# Records for the exercise
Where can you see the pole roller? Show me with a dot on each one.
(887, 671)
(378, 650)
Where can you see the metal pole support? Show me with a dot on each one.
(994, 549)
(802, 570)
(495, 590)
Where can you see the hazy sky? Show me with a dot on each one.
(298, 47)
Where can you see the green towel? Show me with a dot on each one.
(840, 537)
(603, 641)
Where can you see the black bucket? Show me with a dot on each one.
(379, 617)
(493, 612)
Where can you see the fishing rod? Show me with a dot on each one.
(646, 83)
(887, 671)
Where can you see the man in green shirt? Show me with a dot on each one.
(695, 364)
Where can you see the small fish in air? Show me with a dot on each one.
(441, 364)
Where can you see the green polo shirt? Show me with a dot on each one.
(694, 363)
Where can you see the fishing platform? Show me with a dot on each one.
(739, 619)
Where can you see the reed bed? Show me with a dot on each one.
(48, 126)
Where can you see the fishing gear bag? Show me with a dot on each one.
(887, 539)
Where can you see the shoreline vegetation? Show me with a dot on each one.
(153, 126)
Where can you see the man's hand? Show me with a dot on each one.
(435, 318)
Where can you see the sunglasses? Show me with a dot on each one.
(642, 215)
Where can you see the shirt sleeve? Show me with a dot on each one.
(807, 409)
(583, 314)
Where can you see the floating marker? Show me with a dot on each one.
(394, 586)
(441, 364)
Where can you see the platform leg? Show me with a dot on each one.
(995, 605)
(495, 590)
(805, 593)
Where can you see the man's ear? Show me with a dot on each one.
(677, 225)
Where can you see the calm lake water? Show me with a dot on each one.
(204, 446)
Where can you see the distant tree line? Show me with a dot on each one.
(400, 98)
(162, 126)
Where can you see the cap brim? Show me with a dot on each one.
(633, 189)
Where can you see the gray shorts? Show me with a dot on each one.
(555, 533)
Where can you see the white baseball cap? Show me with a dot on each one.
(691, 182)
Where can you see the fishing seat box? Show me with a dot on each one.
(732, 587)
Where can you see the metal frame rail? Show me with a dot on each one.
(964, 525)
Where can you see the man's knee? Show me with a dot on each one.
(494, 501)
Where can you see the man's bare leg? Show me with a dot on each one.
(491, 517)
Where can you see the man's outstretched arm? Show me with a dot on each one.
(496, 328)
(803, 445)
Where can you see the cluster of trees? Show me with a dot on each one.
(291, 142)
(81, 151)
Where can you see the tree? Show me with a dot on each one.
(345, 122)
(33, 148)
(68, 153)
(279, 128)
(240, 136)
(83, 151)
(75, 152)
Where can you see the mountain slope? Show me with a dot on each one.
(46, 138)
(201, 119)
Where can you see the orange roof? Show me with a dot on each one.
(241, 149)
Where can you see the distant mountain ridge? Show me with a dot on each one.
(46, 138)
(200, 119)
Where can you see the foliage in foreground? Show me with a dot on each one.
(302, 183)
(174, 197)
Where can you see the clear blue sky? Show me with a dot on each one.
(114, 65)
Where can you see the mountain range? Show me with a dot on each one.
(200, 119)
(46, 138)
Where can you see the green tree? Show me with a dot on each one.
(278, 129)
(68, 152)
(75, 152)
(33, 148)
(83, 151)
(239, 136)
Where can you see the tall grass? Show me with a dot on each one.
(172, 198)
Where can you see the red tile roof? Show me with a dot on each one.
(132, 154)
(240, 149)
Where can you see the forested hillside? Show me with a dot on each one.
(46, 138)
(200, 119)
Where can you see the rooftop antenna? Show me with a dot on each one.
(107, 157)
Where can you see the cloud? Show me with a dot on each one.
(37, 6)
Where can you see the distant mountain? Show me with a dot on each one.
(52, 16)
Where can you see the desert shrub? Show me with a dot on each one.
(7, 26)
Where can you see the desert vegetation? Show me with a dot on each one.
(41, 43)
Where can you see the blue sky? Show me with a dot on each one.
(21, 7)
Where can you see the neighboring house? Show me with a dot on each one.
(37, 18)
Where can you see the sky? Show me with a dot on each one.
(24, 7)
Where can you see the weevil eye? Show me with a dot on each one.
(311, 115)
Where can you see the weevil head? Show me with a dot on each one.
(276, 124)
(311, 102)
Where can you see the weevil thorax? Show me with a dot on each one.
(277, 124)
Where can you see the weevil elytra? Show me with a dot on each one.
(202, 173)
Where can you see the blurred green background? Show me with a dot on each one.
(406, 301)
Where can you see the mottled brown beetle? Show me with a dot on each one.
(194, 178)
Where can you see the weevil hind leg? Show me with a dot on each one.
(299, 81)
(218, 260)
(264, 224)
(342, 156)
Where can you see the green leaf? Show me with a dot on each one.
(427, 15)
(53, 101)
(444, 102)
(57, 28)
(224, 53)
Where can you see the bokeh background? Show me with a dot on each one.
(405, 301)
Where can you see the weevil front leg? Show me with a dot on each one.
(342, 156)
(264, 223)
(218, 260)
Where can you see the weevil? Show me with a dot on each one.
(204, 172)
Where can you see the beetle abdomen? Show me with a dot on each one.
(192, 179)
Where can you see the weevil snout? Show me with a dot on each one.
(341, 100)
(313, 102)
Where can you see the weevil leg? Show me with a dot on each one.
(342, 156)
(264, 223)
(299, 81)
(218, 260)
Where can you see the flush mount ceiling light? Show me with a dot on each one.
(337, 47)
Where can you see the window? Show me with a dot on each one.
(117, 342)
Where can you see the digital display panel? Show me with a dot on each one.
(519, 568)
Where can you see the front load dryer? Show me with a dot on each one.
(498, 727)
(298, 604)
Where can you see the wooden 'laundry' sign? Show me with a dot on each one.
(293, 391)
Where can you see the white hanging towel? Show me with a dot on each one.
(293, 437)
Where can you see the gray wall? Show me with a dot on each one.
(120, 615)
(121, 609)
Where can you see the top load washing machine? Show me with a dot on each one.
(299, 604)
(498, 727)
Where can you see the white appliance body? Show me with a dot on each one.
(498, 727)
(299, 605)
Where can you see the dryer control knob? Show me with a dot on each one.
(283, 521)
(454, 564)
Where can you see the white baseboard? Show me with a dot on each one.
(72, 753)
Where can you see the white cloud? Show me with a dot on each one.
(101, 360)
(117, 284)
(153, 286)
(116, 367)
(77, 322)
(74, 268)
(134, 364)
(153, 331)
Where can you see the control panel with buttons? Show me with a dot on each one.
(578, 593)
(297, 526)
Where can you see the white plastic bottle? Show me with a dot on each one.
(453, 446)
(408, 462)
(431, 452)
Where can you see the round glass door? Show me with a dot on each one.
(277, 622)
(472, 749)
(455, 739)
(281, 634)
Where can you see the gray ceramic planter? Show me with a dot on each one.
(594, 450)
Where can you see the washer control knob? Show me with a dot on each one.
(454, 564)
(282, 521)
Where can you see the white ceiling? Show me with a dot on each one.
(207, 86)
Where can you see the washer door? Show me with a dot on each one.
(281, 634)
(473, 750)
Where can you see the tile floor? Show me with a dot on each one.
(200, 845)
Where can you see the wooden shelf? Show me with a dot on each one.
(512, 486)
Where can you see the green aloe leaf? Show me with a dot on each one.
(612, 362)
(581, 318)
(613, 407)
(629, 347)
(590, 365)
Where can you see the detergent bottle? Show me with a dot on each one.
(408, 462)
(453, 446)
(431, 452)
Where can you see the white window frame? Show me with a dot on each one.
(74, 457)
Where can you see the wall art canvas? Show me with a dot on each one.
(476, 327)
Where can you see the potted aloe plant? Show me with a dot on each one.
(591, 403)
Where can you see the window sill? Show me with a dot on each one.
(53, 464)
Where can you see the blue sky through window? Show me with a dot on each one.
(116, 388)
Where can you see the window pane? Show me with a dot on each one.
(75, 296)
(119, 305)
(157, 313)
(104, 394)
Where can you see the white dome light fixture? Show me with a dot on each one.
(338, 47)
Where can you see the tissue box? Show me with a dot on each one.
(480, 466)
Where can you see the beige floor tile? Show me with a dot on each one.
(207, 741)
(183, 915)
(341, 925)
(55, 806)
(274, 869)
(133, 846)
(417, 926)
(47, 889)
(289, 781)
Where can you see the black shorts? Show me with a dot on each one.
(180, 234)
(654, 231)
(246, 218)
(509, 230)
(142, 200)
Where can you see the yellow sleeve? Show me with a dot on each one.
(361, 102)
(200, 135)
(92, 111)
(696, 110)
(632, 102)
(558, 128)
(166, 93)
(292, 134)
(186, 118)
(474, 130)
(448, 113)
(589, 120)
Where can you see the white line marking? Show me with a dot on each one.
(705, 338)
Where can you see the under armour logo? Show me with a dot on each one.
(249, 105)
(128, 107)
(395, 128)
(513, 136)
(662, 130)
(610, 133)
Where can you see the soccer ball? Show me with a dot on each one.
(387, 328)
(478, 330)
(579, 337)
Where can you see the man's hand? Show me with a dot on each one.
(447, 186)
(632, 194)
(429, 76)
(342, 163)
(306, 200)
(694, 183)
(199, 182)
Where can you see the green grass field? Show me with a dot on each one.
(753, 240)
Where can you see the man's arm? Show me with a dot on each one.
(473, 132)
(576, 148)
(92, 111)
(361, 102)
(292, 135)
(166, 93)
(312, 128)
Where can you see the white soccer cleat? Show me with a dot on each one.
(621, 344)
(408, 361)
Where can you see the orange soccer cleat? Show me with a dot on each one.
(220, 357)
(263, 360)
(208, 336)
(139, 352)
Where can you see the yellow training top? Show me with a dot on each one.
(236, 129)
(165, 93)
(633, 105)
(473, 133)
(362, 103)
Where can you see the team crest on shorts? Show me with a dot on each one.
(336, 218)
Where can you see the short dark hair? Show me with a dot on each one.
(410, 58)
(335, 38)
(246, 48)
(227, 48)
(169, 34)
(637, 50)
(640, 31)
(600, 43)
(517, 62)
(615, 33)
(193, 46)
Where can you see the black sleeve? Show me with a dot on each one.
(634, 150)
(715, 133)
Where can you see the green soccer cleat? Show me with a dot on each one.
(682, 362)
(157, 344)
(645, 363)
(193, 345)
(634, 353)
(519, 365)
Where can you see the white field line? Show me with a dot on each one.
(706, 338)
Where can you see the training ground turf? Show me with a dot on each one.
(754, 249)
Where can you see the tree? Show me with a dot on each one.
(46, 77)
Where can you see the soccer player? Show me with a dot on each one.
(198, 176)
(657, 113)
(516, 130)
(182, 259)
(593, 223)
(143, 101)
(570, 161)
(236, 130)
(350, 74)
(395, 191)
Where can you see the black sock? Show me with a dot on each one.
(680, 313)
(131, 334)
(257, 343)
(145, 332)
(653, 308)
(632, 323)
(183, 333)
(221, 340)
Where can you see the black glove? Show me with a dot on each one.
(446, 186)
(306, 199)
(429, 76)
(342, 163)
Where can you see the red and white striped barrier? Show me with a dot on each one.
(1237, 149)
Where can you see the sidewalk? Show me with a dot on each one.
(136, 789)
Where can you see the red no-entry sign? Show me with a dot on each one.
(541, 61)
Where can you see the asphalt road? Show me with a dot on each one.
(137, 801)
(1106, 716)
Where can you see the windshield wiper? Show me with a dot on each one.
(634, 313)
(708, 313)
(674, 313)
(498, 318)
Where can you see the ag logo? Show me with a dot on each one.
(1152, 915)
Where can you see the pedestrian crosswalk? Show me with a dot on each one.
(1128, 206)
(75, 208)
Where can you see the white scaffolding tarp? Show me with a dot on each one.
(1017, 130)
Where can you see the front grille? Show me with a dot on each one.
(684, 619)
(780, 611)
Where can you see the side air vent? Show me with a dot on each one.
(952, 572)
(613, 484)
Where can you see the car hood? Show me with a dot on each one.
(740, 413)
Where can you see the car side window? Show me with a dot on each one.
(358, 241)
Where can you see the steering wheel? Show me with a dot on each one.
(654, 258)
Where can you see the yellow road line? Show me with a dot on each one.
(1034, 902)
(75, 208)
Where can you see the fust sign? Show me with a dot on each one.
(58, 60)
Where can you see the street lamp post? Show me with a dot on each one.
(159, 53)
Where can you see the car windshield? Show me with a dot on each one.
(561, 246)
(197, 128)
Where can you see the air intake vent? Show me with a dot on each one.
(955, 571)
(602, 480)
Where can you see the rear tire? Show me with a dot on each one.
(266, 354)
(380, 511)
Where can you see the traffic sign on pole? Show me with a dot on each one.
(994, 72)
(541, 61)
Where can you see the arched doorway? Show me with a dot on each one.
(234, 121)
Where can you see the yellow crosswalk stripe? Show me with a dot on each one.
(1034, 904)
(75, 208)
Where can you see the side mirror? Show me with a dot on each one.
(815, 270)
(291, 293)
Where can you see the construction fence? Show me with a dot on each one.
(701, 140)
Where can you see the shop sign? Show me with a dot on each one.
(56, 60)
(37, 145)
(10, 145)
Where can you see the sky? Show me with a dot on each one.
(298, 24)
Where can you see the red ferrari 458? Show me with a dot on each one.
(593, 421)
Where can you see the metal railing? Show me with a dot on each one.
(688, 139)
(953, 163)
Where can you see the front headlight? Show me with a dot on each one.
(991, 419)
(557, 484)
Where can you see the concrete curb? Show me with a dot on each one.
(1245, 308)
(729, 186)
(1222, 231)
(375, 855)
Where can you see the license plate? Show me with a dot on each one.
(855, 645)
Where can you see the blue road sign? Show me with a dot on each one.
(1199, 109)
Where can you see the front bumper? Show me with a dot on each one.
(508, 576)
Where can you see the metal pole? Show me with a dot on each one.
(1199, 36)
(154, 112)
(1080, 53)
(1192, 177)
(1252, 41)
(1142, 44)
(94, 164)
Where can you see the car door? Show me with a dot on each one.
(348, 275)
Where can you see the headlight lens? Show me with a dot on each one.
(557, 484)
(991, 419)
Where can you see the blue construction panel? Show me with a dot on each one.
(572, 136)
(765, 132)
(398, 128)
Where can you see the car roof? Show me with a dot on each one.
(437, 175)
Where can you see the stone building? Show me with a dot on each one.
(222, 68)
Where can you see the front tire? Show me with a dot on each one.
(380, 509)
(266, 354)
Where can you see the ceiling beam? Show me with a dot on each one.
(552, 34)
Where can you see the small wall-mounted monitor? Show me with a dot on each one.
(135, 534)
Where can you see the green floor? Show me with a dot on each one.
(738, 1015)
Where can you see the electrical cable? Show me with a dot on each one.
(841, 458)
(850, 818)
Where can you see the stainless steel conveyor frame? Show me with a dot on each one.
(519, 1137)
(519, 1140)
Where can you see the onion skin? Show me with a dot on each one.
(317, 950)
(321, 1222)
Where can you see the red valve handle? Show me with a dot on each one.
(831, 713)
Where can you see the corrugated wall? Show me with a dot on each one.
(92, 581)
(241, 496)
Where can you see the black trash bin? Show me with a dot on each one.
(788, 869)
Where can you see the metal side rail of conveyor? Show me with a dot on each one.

# Instructions for the task
Extract exactly the lines between the line containing "Where can you see the license" and the end of the data, including both.

# Answer for the task
Where can you see the license plate? Show me with a dot on each one.
(855, 645)
Where can you see the blue road sign? Show me with a dot on each one.
(1199, 109)
Where can you see the front bumper? Show me with a dot on each one.
(508, 576)
Where can you see the metal pole? Show me with a dot on each one.
(1199, 36)
(154, 112)
(1080, 53)
(1192, 177)
(1252, 41)
(1142, 44)
(94, 164)
Where can you see the car door? Show me with a dot on each one.
(348, 275)
Where can you see the headlight lens? Show me with a dot on each one.
(557, 484)
(991, 419)
Where can you see the blue construction panel? Show me with a dot on each one.
(572, 136)
(765, 132)
(398, 128)
Where can you see the car roof? Show me with a dot on each one.
(437, 175)
Where can you see the stone building? Show me with a dot on each one.
(222, 68)
Where can you see the front tire? Show me with a dot on each one.
(380, 509)
(266, 354)
Where can you see the ceiling beam? Show me with a dot on each one.
(552, 34)
Where can you see the small wall-mounted monitor? Show me with a dot on each one.
(135, 534)
Where can you see the green floor? Show me with a dot on each one.
(738, 1015)
Where can you see the electrical cable? Show me with a dot on each one.
(841, 458)
(850, 818)
Where can you see the stainless steel conveyor frame? Show me with a dot on each one.
(519, 1137)
(519, 1140)
Where can you see the onion skin? Show me with a dot on each one.
(317, 950)
(321, 1222)
Where can you see the red valve handle? Show me with a dot on each one.
(831, 713)
Where can you see the corrugated wall? Show me with a dot on each one.
(92, 581)
(241, 496)
Where can you see the black trash bin? Show me with a dot on each one.
(788, 869)
Where can you see the metal side rail of conveyor? Show me with a dot on each one.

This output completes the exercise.